++++ Extrait du document ++++
Que peut-il bien leur raconter encore à ces « frères d’armes », qui, selon le vœu élyséen, se sont battus « jusqu’à la dernière seconde » d’un combat épique et palpitant pour finalement revêtir le costume des vaincus, après leur avoir dit début septembre : « Vous êtes l’équipe la mieux préparée au monde. Vous êtes la plus grande équipe et il n’y a pas de doute à avoir là-dessus » ? Certes, toute la France en est convaincue avant même de percer les états d’âme de Superdupont : les Bleus se sont fait escroquer par l’arbitrage, comme en 1995, face à l’Afrique du Sud déjà, comme en 2011 à Auckland etc. Une répétition qui pourrait, en effet, s’avérer fâcheuse, si dans le bourbier de Durban l’intérêt supérieur de la nation arc-en-ciel naissante et donc le sens de l’Histoire n’avaient prévalu, et si, plus prosaïquement, le sifflet de l’Anglais Wayne Barnes n’avait été d’un soutien déterminant dans le succès des Bleus contre la Nouvelle-Zélande en 2007.
++++ Enregistrements stockés ++++
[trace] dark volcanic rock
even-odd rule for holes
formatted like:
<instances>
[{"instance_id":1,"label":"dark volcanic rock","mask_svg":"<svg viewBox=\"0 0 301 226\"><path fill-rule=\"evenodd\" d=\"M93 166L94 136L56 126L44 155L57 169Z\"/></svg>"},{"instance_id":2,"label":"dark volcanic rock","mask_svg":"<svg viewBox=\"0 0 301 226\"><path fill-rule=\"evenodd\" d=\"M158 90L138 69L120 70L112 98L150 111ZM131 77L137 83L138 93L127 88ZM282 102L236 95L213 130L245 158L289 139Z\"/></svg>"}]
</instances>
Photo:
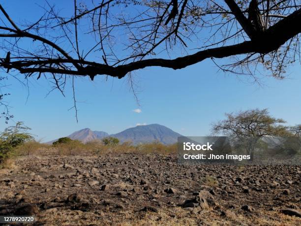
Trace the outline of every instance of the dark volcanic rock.
<instances>
[{"instance_id":1,"label":"dark volcanic rock","mask_svg":"<svg viewBox=\"0 0 301 226\"><path fill-rule=\"evenodd\" d=\"M143 212L157 212L158 209L152 206L145 206L140 210L140 211Z\"/></svg>"},{"instance_id":2,"label":"dark volcanic rock","mask_svg":"<svg viewBox=\"0 0 301 226\"><path fill-rule=\"evenodd\" d=\"M224 216L228 218L231 218L233 219L236 219L237 217L236 214L235 214L234 212L229 210L222 211L221 213L221 215L222 216Z\"/></svg>"},{"instance_id":3,"label":"dark volcanic rock","mask_svg":"<svg viewBox=\"0 0 301 226\"><path fill-rule=\"evenodd\" d=\"M301 217L301 212L294 209L282 209L280 210L280 212L287 215L296 216L296 217Z\"/></svg>"},{"instance_id":4,"label":"dark volcanic rock","mask_svg":"<svg viewBox=\"0 0 301 226\"><path fill-rule=\"evenodd\" d=\"M81 201L81 195L77 193L70 194L67 197L67 201L68 202L76 203L79 202Z\"/></svg>"},{"instance_id":5,"label":"dark volcanic rock","mask_svg":"<svg viewBox=\"0 0 301 226\"><path fill-rule=\"evenodd\" d=\"M175 194L178 193L178 190L173 188L169 188L165 189L164 192L168 194Z\"/></svg>"},{"instance_id":6,"label":"dark volcanic rock","mask_svg":"<svg viewBox=\"0 0 301 226\"><path fill-rule=\"evenodd\" d=\"M254 208L252 206L248 205L244 205L244 206L242 206L241 207L241 209L247 212L253 212L254 210Z\"/></svg>"},{"instance_id":7,"label":"dark volcanic rock","mask_svg":"<svg viewBox=\"0 0 301 226\"><path fill-rule=\"evenodd\" d=\"M16 216L33 216L38 214L39 209L34 205L28 204L16 209Z\"/></svg>"}]
</instances>

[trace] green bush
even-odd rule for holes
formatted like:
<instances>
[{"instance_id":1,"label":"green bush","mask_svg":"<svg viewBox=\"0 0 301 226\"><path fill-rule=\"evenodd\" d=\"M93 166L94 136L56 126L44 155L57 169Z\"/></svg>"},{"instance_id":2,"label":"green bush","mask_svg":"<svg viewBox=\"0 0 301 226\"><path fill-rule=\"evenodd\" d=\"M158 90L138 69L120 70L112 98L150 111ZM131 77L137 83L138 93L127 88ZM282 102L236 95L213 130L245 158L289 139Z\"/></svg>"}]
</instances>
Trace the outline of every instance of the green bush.
<instances>
[{"instance_id":1,"label":"green bush","mask_svg":"<svg viewBox=\"0 0 301 226\"><path fill-rule=\"evenodd\" d=\"M18 122L16 126L8 127L0 134L0 164L14 155L16 148L27 141L34 140L28 131L30 129Z\"/></svg>"},{"instance_id":2,"label":"green bush","mask_svg":"<svg viewBox=\"0 0 301 226\"><path fill-rule=\"evenodd\" d=\"M116 137L109 136L103 139L102 143L104 145L117 146L119 144L119 140Z\"/></svg>"},{"instance_id":3,"label":"green bush","mask_svg":"<svg viewBox=\"0 0 301 226\"><path fill-rule=\"evenodd\" d=\"M73 140L71 138L69 138L69 137L60 137L60 138L59 138L59 139L56 141L54 142L52 144L55 146L59 144L66 144L67 143L70 143Z\"/></svg>"}]
</instances>

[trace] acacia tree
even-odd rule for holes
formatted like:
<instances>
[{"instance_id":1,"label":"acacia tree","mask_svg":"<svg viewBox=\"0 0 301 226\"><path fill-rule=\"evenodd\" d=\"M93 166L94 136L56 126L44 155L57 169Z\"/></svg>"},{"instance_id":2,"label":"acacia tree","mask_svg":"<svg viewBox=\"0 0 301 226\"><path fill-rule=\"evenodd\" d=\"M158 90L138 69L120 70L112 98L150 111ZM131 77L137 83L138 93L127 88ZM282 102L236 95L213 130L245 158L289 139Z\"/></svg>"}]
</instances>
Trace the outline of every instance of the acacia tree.
<instances>
[{"instance_id":1,"label":"acacia tree","mask_svg":"<svg viewBox=\"0 0 301 226\"><path fill-rule=\"evenodd\" d=\"M62 93L70 77L131 81L146 67L177 69L207 59L225 71L254 76L261 66L283 78L300 59L300 0L74 0L69 15L45 4L31 22L0 4L0 67L44 77ZM214 60L228 57L227 65Z\"/></svg>"},{"instance_id":2,"label":"acacia tree","mask_svg":"<svg viewBox=\"0 0 301 226\"><path fill-rule=\"evenodd\" d=\"M292 135L287 128L281 125L286 122L271 116L267 109L226 114L226 119L213 125L212 131L229 136L231 142L245 148L251 159L261 137Z\"/></svg>"},{"instance_id":3,"label":"acacia tree","mask_svg":"<svg viewBox=\"0 0 301 226\"><path fill-rule=\"evenodd\" d=\"M290 128L290 131L297 137L301 137L301 124L297 125Z\"/></svg>"}]
</instances>

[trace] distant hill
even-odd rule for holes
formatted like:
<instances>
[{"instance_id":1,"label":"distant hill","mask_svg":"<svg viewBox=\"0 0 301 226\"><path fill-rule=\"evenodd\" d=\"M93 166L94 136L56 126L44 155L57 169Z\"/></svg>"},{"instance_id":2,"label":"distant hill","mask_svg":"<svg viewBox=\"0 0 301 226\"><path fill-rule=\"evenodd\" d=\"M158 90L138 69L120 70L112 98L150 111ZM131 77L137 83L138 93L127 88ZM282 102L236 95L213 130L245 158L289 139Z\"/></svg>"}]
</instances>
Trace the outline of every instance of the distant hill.
<instances>
[{"instance_id":1,"label":"distant hill","mask_svg":"<svg viewBox=\"0 0 301 226\"><path fill-rule=\"evenodd\" d=\"M118 133L109 135L106 132L92 131L89 128L76 131L67 136L73 140L79 140L83 143L87 143L95 139L101 139L107 136L118 138L120 142L131 141L134 144L139 143L150 143L158 141L165 144L176 143L178 137L181 136L170 129L159 124L150 124L147 126L137 126L129 128ZM52 144L57 140L47 142Z\"/></svg>"},{"instance_id":2,"label":"distant hill","mask_svg":"<svg viewBox=\"0 0 301 226\"><path fill-rule=\"evenodd\" d=\"M134 144L156 140L163 144L170 144L176 143L178 137L181 135L164 126L150 124L137 126L110 136L118 138L121 142L130 140Z\"/></svg>"}]
</instances>

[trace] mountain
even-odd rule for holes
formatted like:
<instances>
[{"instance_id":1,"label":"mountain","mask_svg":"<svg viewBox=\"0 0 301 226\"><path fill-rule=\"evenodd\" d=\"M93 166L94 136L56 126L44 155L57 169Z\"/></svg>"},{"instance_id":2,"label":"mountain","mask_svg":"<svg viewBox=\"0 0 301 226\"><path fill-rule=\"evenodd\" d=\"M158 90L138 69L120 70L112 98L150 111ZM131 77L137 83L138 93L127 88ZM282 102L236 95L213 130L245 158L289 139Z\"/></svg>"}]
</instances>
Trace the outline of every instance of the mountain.
<instances>
[{"instance_id":1,"label":"mountain","mask_svg":"<svg viewBox=\"0 0 301 226\"><path fill-rule=\"evenodd\" d=\"M68 136L72 140L79 140L83 143L87 143L96 139L102 139L108 136L109 134L102 131L92 131L89 128L86 128L76 131Z\"/></svg>"},{"instance_id":2,"label":"mountain","mask_svg":"<svg viewBox=\"0 0 301 226\"><path fill-rule=\"evenodd\" d=\"M178 137L182 135L164 126L150 124L137 126L110 136L118 138L121 142L131 141L134 144L155 141L165 144L170 144L176 143Z\"/></svg>"},{"instance_id":3,"label":"mountain","mask_svg":"<svg viewBox=\"0 0 301 226\"><path fill-rule=\"evenodd\" d=\"M93 140L101 139L108 136L109 134L107 132L102 131L92 131L89 128L86 128L76 131L67 136L67 137L71 138L72 140L78 140L83 143L87 143ZM53 142L57 140L58 140L58 139L48 142L47 143L52 144Z\"/></svg>"},{"instance_id":4,"label":"mountain","mask_svg":"<svg viewBox=\"0 0 301 226\"><path fill-rule=\"evenodd\" d=\"M106 132L92 131L89 128L76 131L67 136L73 140L79 140L87 143L95 139L101 139L107 136L118 138L121 143L131 141L134 144L139 143L149 143L158 141L165 144L176 143L178 137L181 135L170 129L159 124L150 124L147 126L137 126L129 128L118 133L109 135ZM47 143L52 144L54 140Z\"/></svg>"}]
</instances>

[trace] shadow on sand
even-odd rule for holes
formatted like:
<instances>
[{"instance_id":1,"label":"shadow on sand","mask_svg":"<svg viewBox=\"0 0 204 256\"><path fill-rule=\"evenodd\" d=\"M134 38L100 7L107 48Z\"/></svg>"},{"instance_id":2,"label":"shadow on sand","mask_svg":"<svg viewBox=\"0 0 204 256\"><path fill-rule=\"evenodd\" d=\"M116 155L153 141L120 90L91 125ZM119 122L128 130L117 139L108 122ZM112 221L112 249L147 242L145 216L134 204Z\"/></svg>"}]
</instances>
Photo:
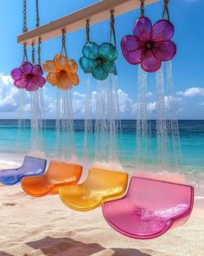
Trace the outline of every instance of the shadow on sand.
<instances>
[{"instance_id":1,"label":"shadow on sand","mask_svg":"<svg viewBox=\"0 0 204 256\"><path fill-rule=\"evenodd\" d=\"M0 256L14 256L14 255L4 253L4 252L0 252Z\"/></svg>"},{"instance_id":2,"label":"shadow on sand","mask_svg":"<svg viewBox=\"0 0 204 256\"><path fill-rule=\"evenodd\" d=\"M106 249L97 243L86 244L70 238L46 237L40 240L29 242L27 245L35 250L41 250L44 255L64 255L63 253L66 253L65 255L69 256L90 256ZM137 249L113 248L111 250L112 250L112 256L151 256Z\"/></svg>"}]
</instances>

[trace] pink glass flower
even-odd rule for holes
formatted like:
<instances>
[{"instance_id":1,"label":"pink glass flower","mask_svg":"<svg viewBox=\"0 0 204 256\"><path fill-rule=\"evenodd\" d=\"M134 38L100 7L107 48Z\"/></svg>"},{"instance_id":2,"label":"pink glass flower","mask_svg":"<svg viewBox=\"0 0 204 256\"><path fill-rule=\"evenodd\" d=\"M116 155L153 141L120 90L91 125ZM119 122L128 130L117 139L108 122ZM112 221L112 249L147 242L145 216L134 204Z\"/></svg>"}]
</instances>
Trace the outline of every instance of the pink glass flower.
<instances>
[{"instance_id":1,"label":"pink glass flower","mask_svg":"<svg viewBox=\"0 0 204 256\"><path fill-rule=\"evenodd\" d=\"M19 69L14 69L10 75L14 79L14 85L28 91L35 91L43 87L46 79L42 76L43 70L41 65L32 65L24 62Z\"/></svg>"},{"instance_id":2,"label":"pink glass flower","mask_svg":"<svg viewBox=\"0 0 204 256\"><path fill-rule=\"evenodd\" d=\"M160 20L152 26L149 18L139 18L133 34L122 39L123 55L131 64L141 63L147 72L158 70L162 62L173 59L176 53L176 46L170 41L174 26L167 20Z\"/></svg>"}]
</instances>

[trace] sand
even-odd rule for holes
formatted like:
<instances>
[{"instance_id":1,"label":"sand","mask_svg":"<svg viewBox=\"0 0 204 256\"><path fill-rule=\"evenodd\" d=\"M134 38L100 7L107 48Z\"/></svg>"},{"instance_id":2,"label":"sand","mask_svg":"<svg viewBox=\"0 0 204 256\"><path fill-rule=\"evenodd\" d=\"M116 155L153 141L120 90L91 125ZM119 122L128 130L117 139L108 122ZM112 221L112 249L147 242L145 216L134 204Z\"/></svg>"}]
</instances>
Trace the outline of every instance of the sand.
<instances>
[{"instance_id":1,"label":"sand","mask_svg":"<svg viewBox=\"0 0 204 256\"><path fill-rule=\"evenodd\" d=\"M137 240L112 229L101 208L74 212L58 196L35 199L19 185L0 187L0 256L203 256L203 209L197 199L183 226Z\"/></svg>"}]
</instances>

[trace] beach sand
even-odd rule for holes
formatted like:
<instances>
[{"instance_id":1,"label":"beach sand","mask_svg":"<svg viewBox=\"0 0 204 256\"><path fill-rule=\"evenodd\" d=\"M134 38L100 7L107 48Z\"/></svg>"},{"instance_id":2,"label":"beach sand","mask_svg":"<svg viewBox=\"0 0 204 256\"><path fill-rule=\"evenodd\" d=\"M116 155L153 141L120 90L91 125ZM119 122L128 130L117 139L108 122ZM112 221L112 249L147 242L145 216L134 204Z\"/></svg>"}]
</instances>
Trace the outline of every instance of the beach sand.
<instances>
[{"instance_id":1,"label":"beach sand","mask_svg":"<svg viewBox=\"0 0 204 256\"><path fill-rule=\"evenodd\" d=\"M2 166L0 167L2 167ZM0 187L0 256L203 256L204 201L189 220L151 240L112 229L101 208L74 212L59 197L32 198L21 186Z\"/></svg>"}]
</instances>

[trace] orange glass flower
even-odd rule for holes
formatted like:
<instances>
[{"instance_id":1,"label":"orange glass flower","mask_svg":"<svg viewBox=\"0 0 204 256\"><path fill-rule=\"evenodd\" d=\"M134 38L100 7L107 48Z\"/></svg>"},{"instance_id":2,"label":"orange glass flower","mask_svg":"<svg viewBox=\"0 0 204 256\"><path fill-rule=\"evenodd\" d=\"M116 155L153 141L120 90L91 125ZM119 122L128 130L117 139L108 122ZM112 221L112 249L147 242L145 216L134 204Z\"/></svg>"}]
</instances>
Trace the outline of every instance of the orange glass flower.
<instances>
[{"instance_id":1,"label":"orange glass flower","mask_svg":"<svg viewBox=\"0 0 204 256\"><path fill-rule=\"evenodd\" d=\"M61 54L57 54L54 61L45 62L43 69L48 73L47 81L61 89L71 89L73 86L80 83L77 63Z\"/></svg>"}]
</instances>

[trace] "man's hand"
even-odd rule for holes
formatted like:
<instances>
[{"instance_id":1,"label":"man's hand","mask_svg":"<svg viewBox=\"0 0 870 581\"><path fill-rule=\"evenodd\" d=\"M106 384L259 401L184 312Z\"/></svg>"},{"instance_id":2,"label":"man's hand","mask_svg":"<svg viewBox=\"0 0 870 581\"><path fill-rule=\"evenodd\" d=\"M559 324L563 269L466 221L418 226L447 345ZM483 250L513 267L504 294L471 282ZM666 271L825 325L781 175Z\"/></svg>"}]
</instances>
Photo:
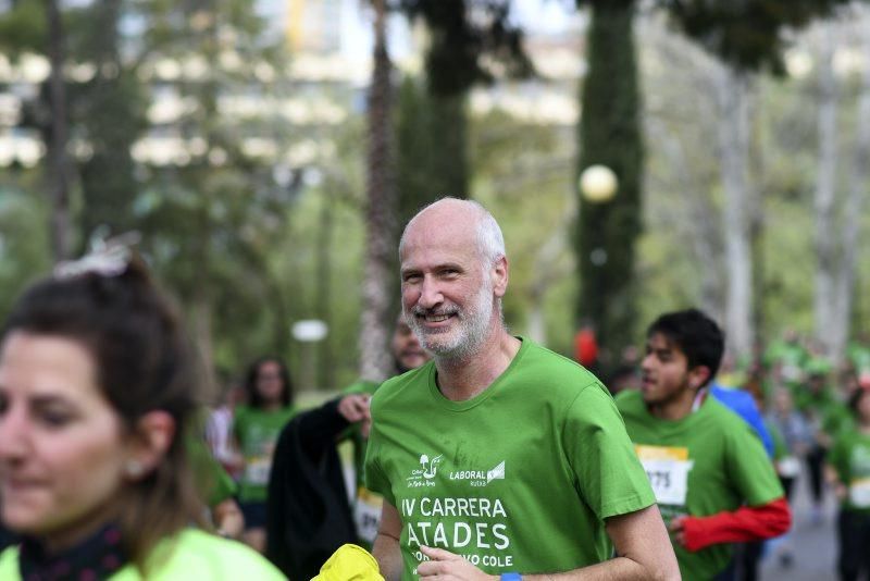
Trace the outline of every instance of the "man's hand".
<instances>
[{"instance_id":1,"label":"man's hand","mask_svg":"<svg viewBox=\"0 0 870 581\"><path fill-rule=\"evenodd\" d=\"M350 423L362 422L362 435L369 435L369 428L372 424L372 416L369 411L371 396L368 394L346 395L338 401L338 413Z\"/></svg>"},{"instance_id":2,"label":"man's hand","mask_svg":"<svg viewBox=\"0 0 870 581\"><path fill-rule=\"evenodd\" d=\"M417 574L421 578L443 581L492 581L498 579L497 576L486 574L449 551L423 545L420 545L420 551L431 559L418 566Z\"/></svg>"}]
</instances>

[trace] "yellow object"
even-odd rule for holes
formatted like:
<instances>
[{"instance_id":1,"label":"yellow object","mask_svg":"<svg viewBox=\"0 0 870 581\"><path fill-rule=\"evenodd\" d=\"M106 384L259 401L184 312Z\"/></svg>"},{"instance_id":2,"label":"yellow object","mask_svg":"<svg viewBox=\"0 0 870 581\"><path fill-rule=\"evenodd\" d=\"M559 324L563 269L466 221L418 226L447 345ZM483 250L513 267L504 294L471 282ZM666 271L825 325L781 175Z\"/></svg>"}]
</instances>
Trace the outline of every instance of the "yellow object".
<instances>
[{"instance_id":1,"label":"yellow object","mask_svg":"<svg viewBox=\"0 0 870 581\"><path fill-rule=\"evenodd\" d=\"M384 581L374 557L357 545L341 545L311 581Z\"/></svg>"}]
</instances>

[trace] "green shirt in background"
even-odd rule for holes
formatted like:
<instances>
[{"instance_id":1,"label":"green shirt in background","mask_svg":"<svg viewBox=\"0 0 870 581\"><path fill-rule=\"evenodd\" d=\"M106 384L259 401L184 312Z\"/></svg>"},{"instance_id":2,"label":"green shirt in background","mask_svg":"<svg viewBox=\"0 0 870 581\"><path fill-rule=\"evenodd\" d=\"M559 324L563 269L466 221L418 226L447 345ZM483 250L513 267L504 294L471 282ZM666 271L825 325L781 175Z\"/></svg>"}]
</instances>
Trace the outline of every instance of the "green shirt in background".
<instances>
[{"instance_id":1,"label":"green shirt in background","mask_svg":"<svg viewBox=\"0 0 870 581\"><path fill-rule=\"evenodd\" d=\"M612 555L604 519L655 503L613 399L574 361L524 339L472 399L435 379L426 363L372 400L365 481L401 517L402 579L421 544L487 573L593 565Z\"/></svg>"},{"instance_id":2,"label":"green shirt in background","mask_svg":"<svg viewBox=\"0 0 870 581\"><path fill-rule=\"evenodd\" d=\"M844 510L870 514L870 434L844 431L834 442L828 461L848 489L841 502Z\"/></svg>"},{"instance_id":3,"label":"green shirt in background","mask_svg":"<svg viewBox=\"0 0 870 581\"><path fill-rule=\"evenodd\" d=\"M233 433L245 458L245 472L239 480L239 500L243 503L265 502L275 443L296 413L294 407L274 411L248 406L236 408Z\"/></svg>"},{"instance_id":4,"label":"green shirt in background","mask_svg":"<svg viewBox=\"0 0 870 581\"><path fill-rule=\"evenodd\" d=\"M380 383L360 380L347 387L343 395L369 394L373 395ZM365 448L369 440L362 435L362 425L355 423L348 428L340 440L350 440L353 443L353 468L357 475L357 490L353 495L352 506L353 522L357 526L357 536L360 544L366 549L372 548L375 536L377 536L378 524L381 523L381 509L383 508L383 497L365 487L363 478Z\"/></svg>"},{"instance_id":5,"label":"green shirt in background","mask_svg":"<svg viewBox=\"0 0 870 581\"><path fill-rule=\"evenodd\" d=\"M753 429L712 397L682 420L655 418L637 391L617 406L656 492L664 521L706 517L784 496L773 465ZM674 543L683 579L709 580L728 567L731 545L689 553Z\"/></svg>"}]
</instances>

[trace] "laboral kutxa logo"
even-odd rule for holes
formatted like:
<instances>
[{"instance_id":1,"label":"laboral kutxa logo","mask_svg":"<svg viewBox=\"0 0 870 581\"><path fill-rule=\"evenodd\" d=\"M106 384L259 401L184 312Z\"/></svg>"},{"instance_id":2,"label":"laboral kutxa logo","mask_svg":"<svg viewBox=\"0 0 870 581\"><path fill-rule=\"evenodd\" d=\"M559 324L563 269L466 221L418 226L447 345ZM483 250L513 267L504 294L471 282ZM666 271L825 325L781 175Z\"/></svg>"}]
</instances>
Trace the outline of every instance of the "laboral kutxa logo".
<instances>
[{"instance_id":1,"label":"laboral kutxa logo","mask_svg":"<svg viewBox=\"0 0 870 581\"><path fill-rule=\"evenodd\" d=\"M494 480L505 480L505 460L492 470L457 470L450 480L468 480L472 486L486 486Z\"/></svg>"},{"instance_id":2,"label":"laboral kutxa logo","mask_svg":"<svg viewBox=\"0 0 870 581\"><path fill-rule=\"evenodd\" d=\"M411 470L411 475L408 477L408 487L419 489L421 486L434 486L435 473L438 471L438 465L442 463L444 455L438 455L432 459L423 454L420 456L420 466L422 468L414 468Z\"/></svg>"}]
</instances>

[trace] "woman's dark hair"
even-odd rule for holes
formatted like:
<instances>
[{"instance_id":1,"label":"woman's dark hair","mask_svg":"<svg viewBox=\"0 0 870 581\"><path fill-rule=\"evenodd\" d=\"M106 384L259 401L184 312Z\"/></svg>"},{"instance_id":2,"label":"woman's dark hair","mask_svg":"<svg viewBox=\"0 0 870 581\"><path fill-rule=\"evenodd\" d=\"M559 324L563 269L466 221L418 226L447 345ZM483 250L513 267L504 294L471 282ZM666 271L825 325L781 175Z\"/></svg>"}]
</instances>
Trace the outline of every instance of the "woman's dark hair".
<instances>
[{"instance_id":1,"label":"woman's dark hair","mask_svg":"<svg viewBox=\"0 0 870 581\"><path fill-rule=\"evenodd\" d=\"M716 378L725 350L725 335L716 321L698 309L669 312L649 325L646 336L657 333L683 351L688 369L704 366L710 370L705 385Z\"/></svg>"},{"instance_id":2,"label":"woman's dark hair","mask_svg":"<svg viewBox=\"0 0 870 581\"><path fill-rule=\"evenodd\" d=\"M284 407L289 407L293 405L293 382L290 382L290 373L287 370L287 366L284 364L284 361L273 356L261 357L248 367L248 371L245 373L245 395L247 396L248 405L252 408L263 407L263 398L257 390L257 378L260 374L260 367L269 362L278 366L278 374L281 375L282 384L281 403Z\"/></svg>"},{"instance_id":3,"label":"woman's dark hair","mask_svg":"<svg viewBox=\"0 0 870 581\"><path fill-rule=\"evenodd\" d=\"M117 275L85 272L32 286L13 307L0 341L13 332L84 345L125 433L135 433L150 411L165 411L175 420L175 437L163 459L145 478L126 483L117 498L124 546L144 570L158 541L202 521L185 434L199 407L202 375L174 309L134 258Z\"/></svg>"}]
</instances>

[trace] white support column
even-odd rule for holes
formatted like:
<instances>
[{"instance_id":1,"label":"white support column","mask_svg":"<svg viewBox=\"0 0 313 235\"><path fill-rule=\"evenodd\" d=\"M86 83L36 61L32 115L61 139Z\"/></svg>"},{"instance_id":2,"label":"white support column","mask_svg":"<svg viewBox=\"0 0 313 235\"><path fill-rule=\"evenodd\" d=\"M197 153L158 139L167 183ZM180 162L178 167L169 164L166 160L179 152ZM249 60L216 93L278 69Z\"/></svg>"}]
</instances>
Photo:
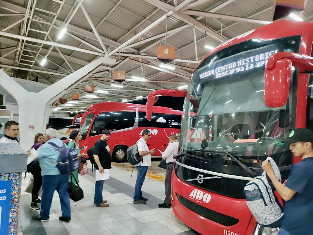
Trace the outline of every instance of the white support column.
<instances>
[{"instance_id":1,"label":"white support column","mask_svg":"<svg viewBox=\"0 0 313 235\"><path fill-rule=\"evenodd\" d=\"M27 91L3 69L0 70L0 83L18 104L21 146L23 149L29 149L33 144L35 135L45 129L51 99L58 98L58 96L64 90L105 63L107 59L100 57L38 93ZM33 130L29 130L30 125L34 126Z\"/></svg>"}]
</instances>

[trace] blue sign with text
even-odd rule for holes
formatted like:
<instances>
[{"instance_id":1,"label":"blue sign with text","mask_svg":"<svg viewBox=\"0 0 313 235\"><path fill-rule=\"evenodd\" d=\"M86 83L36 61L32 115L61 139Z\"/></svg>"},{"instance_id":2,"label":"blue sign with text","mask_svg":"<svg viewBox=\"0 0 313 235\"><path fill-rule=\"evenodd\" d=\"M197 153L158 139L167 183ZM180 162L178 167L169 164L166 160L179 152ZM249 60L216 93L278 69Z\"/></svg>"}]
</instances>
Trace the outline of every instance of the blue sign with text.
<instances>
[{"instance_id":1,"label":"blue sign with text","mask_svg":"<svg viewBox=\"0 0 313 235\"><path fill-rule=\"evenodd\" d=\"M12 181L0 181L0 235L9 233Z\"/></svg>"}]
</instances>

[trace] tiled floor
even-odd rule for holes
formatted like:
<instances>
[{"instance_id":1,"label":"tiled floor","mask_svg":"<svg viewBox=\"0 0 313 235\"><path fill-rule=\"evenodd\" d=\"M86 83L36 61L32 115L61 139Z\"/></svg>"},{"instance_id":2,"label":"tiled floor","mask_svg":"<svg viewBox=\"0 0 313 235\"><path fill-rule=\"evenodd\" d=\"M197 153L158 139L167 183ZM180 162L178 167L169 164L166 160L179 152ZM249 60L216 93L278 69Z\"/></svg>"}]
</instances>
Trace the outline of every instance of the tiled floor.
<instances>
[{"instance_id":1,"label":"tiled floor","mask_svg":"<svg viewBox=\"0 0 313 235\"><path fill-rule=\"evenodd\" d=\"M91 169L90 169L91 171ZM91 172L90 172L90 174ZM148 199L146 205L133 204L134 186L136 176L131 172L113 166L110 179L106 180L104 199L110 206L97 207L94 205L95 180L90 174L80 176L80 186L84 198L72 207L71 220L65 223L59 220L61 215L58 195L55 193L50 210L50 219L42 222L31 220L39 211L29 209L30 195L24 192L29 181L23 181L18 235L193 235L175 217L171 209L159 208L165 194L162 182L146 177L142 187L143 196Z\"/></svg>"}]
</instances>

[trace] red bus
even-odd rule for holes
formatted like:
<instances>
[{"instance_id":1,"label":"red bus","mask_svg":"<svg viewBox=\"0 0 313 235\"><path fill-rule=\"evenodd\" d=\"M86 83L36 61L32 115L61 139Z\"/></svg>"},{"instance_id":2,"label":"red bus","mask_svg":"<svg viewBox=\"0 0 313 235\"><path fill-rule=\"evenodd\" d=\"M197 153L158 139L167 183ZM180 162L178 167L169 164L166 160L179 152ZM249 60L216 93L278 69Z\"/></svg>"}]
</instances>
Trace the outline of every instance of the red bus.
<instances>
[{"instance_id":1,"label":"red bus","mask_svg":"<svg viewBox=\"0 0 313 235\"><path fill-rule=\"evenodd\" d=\"M299 161L281 140L313 127L313 23L278 21L231 39L209 53L187 91L150 94L185 97L180 153L172 175L176 216L204 235L275 235L248 208L244 188L268 156L283 181Z\"/></svg>"},{"instance_id":2,"label":"red bus","mask_svg":"<svg viewBox=\"0 0 313 235\"><path fill-rule=\"evenodd\" d=\"M111 133L108 144L112 159L117 162L125 161L126 150L136 143L144 129L150 130L151 138L148 145L155 148L155 155L160 156L159 149L168 143L168 136L179 130L182 111L164 107L153 107L152 121L146 117L146 106L127 103L103 102L90 106L81 116L80 131L82 136L79 142L82 152L94 146L107 129Z\"/></svg>"}]
</instances>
++++
Problèmes à résoudre:
(1) Recopiez intégralement l'extrait sur le rugby, sans rien y changer.
(2) Reproduisez mot pour mot les lignes des enregistrements allant de celle qui contient « [trace] red bus » jusqu'à la fin des enregistrements, ces deux bornes comprises.
Ces enregistrements n'ont aucun lien avec l'extrait.

Solutions par tâche:
(1)
Que peut-il bien leur raconter encore à ces « frères d’armes », qui, selon le vœu élyséen, se sont battus « jusqu’à la dernière seconde » d’un combat épique et palpitant pour finalement revêtir le costume des vaincus, après leur avoir dit début septembre : « Vous êtes l’équipe la mieux préparée au monde. Vous êtes la plus grande équipe et il n’y a pas de doute à avoir là-dessus » ? Certes, toute la France en est convaincue avant même de percer les états d’âme de Superdupont : les Bleus se sont fait escroquer par l’arbitrage, comme en 1995, face à l’Afrique du Sud déjà, comme en 2011 à Auckland etc. Une répétition qui pourrait, en effet, s’avérer fâcheuse, si dans le bourbier de Durban l’intérêt supérieur de la nation arc-en-ciel naissante et donc le sens de l’Histoire n’avaient prévalu, et si, plus prosaïquement, le sifflet de l’Anglais Wayne Barnes n’avait été d’un soutien déterminant dans le succès des Bleus contre la Nouvelle-Zélande en 2007.

(2)
[trace] red bus
even-odd rule for holes
formatted like:
<instances>
[{"instance_id":1,"label":"red bus","mask_svg":"<svg viewBox=\"0 0 313 235\"><path fill-rule=\"evenodd\" d=\"M86 83L36 61L32 115L61 139Z\"/></svg>"},{"instance_id":2,"label":"red bus","mask_svg":"<svg viewBox=\"0 0 313 235\"><path fill-rule=\"evenodd\" d=\"M197 153L158 139L167 183ZM180 162L178 167L169 164L166 160L179 152ZM249 60L216 93L278 69Z\"/></svg>"}]
</instances>
Trace the outline of every instance of the red bus.
<instances>
[{"instance_id":1,"label":"red bus","mask_svg":"<svg viewBox=\"0 0 313 235\"><path fill-rule=\"evenodd\" d=\"M299 161L281 140L313 127L313 23L278 21L231 39L209 53L187 91L150 94L185 97L180 153L172 175L176 216L204 235L275 235L248 208L244 188L268 156L283 181Z\"/></svg>"},{"instance_id":2,"label":"red bus","mask_svg":"<svg viewBox=\"0 0 313 235\"><path fill-rule=\"evenodd\" d=\"M111 133L108 144L112 159L117 162L125 161L126 150L136 143L144 129L150 130L151 138L148 145L155 148L155 155L160 156L159 149L168 143L168 136L179 130L182 111L164 107L153 107L152 121L146 117L146 106L127 103L103 102L90 106L81 116L80 131L82 136L79 142L82 152L94 146L107 129Z\"/></svg>"}]
</instances>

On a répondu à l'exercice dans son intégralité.